WRITTEN PROBLEM: Pick out every line in the rows below that contains the string "hard" and copy each of those lines unchanged.

Items from a dataset
⁂
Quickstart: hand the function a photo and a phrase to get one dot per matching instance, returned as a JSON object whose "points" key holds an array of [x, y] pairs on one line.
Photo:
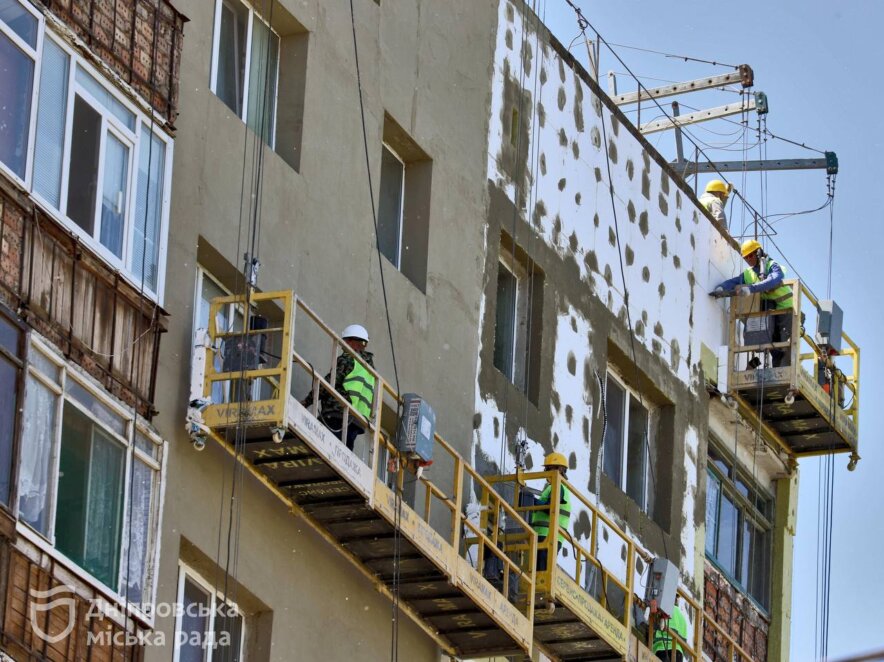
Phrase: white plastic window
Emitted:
{"points": [[208, 628], [20, 37], [98, 166], [83, 487], [245, 66]]}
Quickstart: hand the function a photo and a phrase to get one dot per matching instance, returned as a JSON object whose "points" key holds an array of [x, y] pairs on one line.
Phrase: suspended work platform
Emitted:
{"points": [[801, 386], [411, 547], [582, 612], [474, 582]]}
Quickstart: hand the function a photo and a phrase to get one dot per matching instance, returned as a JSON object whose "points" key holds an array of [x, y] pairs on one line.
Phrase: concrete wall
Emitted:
{"points": [[429, 70], [548, 184]]}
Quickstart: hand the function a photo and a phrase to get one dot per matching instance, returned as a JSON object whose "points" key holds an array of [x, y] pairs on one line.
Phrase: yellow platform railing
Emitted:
{"points": [[838, 402]]}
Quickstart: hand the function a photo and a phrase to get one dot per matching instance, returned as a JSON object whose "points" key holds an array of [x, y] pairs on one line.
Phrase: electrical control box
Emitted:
{"points": [[758, 330], [828, 325], [416, 428], [662, 585]]}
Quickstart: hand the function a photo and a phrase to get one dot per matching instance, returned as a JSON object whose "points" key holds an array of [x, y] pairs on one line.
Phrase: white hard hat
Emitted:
{"points": [[355, 331]]}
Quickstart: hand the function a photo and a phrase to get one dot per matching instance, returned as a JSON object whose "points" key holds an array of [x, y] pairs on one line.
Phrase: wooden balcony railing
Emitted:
{"points": [[50, 614], [140, 40]]}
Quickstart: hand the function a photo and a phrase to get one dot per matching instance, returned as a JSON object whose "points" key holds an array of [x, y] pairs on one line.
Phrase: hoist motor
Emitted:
{"points": [[662, 585], [828, 326], [416, 428]]}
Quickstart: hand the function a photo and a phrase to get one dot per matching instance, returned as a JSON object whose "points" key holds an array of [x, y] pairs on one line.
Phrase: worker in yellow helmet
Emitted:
{"points": [[715, 198], [665, 646], [540, 518], [764, 276]]}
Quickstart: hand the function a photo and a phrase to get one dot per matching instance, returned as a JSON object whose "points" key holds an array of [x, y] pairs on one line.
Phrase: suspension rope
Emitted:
{"points": [[397, 529], [647, 444], [535, 160]]}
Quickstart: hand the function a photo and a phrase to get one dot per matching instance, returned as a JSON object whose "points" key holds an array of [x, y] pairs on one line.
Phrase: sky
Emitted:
{"points": [[819, 64]]}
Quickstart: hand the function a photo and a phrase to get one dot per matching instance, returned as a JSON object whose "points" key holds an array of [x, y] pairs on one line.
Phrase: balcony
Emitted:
{"points": [[807, 402], [49, 612], [71, 297], [139, 40]]}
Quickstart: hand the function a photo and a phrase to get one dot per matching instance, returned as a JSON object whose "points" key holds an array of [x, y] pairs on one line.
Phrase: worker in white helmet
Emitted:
{"points": [[352, 380], [715, 198]]}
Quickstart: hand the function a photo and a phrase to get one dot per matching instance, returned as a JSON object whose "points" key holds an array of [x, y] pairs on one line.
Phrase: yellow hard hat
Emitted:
{"points": [[749, 246], [717, 186], [555, 460]]}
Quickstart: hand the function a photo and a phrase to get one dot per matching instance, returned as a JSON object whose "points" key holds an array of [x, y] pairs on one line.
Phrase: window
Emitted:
{"points": [[404, 204], [390, 206], [19, 45], [82, 485], [93, 161], [257, 68], [738, 538], [11, 339], [246, 66], [627, 440], [517, 327], [208, 627]]}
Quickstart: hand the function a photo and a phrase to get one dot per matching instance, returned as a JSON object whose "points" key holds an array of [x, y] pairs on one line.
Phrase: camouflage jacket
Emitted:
{"points": [[328, 404]]}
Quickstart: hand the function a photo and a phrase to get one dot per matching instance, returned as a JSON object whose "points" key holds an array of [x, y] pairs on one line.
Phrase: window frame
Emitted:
{"points": [[136, 139], [186, 572], [507, 261], [746, 509], [213, 68], [20, 362], [631, 394], [35, 54], [134, 426]]}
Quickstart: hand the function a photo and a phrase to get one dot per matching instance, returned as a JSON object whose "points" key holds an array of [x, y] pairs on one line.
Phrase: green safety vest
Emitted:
{"points": [[540, 518], [781, 296], [359, 387], [662, 639]]}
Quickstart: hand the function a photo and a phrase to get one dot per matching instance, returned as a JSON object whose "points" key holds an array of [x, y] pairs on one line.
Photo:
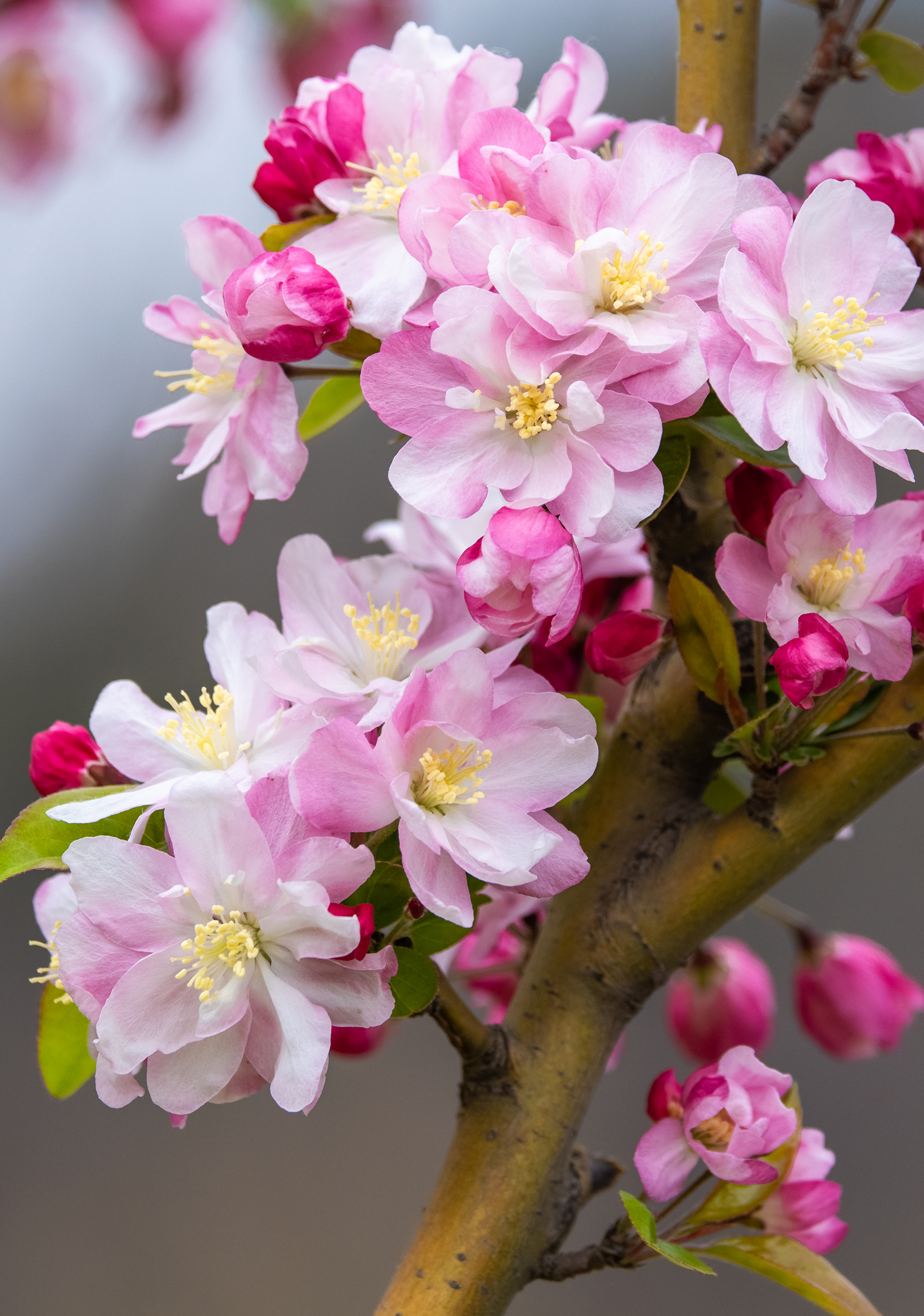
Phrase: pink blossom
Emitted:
{"points": [[467, 765], [753, 493], [852, 572], [852, 996], [266, 983], [723, 998], [526, 568], [811, 345], [732, 1115], [805, 1206], [67, 757], [243, 730], [286, 307], [814, 664], [238, 409], [481, 420]]}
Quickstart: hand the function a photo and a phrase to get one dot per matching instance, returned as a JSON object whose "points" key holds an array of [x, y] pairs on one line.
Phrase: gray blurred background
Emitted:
{"points": [[107, 566]]}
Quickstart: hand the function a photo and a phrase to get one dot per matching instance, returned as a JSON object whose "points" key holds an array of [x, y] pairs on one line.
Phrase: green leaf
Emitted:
{"points": [[36, 841], [794, 1266], [673, 461], [703, 634], [899, 62], [62, 1045], [415, 983], [331, 403], [647, 1228]]}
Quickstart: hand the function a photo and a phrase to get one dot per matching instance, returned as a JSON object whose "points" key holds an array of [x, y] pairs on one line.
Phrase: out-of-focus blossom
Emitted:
{"points": [[241, 412], [66, 757], [723, 998], [286, 307], [524, 569], [732, 1114], [852, 572], [852, 996], [753, 493], [469, 765], [813, 346], [263, 974]]}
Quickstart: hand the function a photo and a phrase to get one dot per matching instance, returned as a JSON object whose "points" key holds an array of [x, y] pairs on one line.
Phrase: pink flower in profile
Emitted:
{"points": [[723, 998], [814, 664], [813, 346], [469, 766], [263, 974], [524, 569], [241, 412], [854, 573], [805, 1206], [852, 996], [732, 1115]]}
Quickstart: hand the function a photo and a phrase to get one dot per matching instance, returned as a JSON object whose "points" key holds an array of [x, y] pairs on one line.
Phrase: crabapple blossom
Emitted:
{"points": [[811, 345], [729, 1115], [263, 973], [467, 765], [852, 572], [551, 435], [244, 731], [723, 998], [241, 412]]}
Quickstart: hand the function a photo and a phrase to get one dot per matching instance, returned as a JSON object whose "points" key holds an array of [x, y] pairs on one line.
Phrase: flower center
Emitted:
{"points": [[532, 407], [49, 974], [210, 736], [627, 283], [219, 947], [830, 578], [387, 183], [385, 636], [201, 382], [444, 777], [826, 339]]}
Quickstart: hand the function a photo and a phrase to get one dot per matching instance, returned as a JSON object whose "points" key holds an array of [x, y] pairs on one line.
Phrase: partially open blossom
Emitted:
{"points": [[286, 307], [814, 664], [852, 572], [805, 1206], [731, 1114], [723, 998], [469, 765], [526, 568], [753, 493], [852, 996], [67, 757]]}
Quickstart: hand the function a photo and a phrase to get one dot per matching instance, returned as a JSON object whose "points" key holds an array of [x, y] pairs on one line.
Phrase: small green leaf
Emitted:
{"points": [[62, 1045], [899, 62], [36, 841], [703, 634], [794, 1266], [331, 403], [415, 983]]}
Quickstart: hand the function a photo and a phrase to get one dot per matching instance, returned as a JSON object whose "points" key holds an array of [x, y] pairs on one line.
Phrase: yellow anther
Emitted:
{"points": [[532, 408], [443, 778]]}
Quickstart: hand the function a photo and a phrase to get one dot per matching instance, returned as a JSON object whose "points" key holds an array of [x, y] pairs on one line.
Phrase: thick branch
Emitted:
{"points": [[831, 61]]}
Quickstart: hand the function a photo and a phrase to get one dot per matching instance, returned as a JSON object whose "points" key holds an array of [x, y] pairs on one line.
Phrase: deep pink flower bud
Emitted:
{"points": [[814, 664], [664, 1098], [524, 569], [852, 996], [621, 644], [65, 759], [723, 998], [366, 916], [752, 493], [286, 307]]}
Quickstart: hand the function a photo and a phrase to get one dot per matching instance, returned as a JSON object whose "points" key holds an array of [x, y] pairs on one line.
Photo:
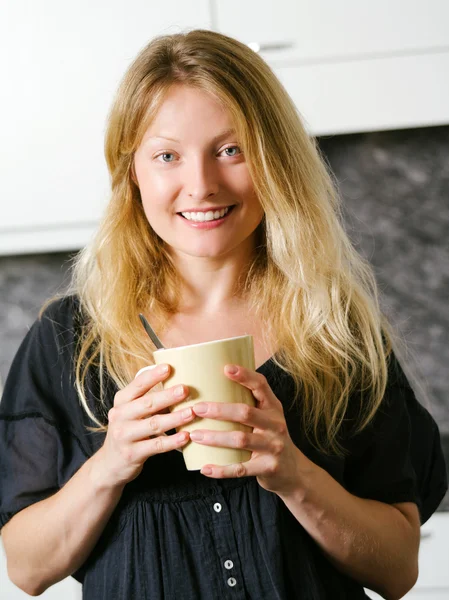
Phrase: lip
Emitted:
{"points": [[207, 224], [212, 208]]}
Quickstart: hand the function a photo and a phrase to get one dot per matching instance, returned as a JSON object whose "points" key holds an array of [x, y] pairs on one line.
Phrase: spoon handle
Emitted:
{"points": [[156, 341]]}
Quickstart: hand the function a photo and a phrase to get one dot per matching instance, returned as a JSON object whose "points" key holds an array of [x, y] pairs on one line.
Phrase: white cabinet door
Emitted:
{"points": [[60, 64], [351, 66], [318, 30]]}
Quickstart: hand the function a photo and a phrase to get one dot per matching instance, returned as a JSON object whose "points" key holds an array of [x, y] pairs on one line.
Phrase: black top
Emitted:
{"points": [[177, 534]]}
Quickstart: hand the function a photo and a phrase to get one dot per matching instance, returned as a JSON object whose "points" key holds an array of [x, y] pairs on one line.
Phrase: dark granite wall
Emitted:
{"points": [[395, 187]]}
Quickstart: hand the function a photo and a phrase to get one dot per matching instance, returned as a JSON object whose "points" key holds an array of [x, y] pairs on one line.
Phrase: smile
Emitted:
{"points": [[209, 219], [210, 215]]}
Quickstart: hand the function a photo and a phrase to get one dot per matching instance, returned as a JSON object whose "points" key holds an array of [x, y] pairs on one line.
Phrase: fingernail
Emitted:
{"points": [[179, 391], [148, 368]]}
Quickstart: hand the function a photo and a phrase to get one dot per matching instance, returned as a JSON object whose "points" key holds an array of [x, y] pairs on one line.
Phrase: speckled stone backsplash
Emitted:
{"points": [[395, 189]]}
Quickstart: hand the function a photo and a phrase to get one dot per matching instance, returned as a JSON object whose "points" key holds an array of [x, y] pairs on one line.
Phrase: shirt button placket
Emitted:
{"points": [[225, 542]]}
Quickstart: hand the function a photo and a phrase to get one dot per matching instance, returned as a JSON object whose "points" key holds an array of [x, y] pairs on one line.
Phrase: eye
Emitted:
{"points": [[165, 155], [234, 151]]}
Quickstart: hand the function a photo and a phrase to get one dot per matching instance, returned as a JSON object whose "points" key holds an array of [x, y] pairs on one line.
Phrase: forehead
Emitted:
{"points": [[191, 111]]}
⁂
ANSWER TO THIS PROBLEM:
Phrase: white hard hat
Phrase: yellow hard hat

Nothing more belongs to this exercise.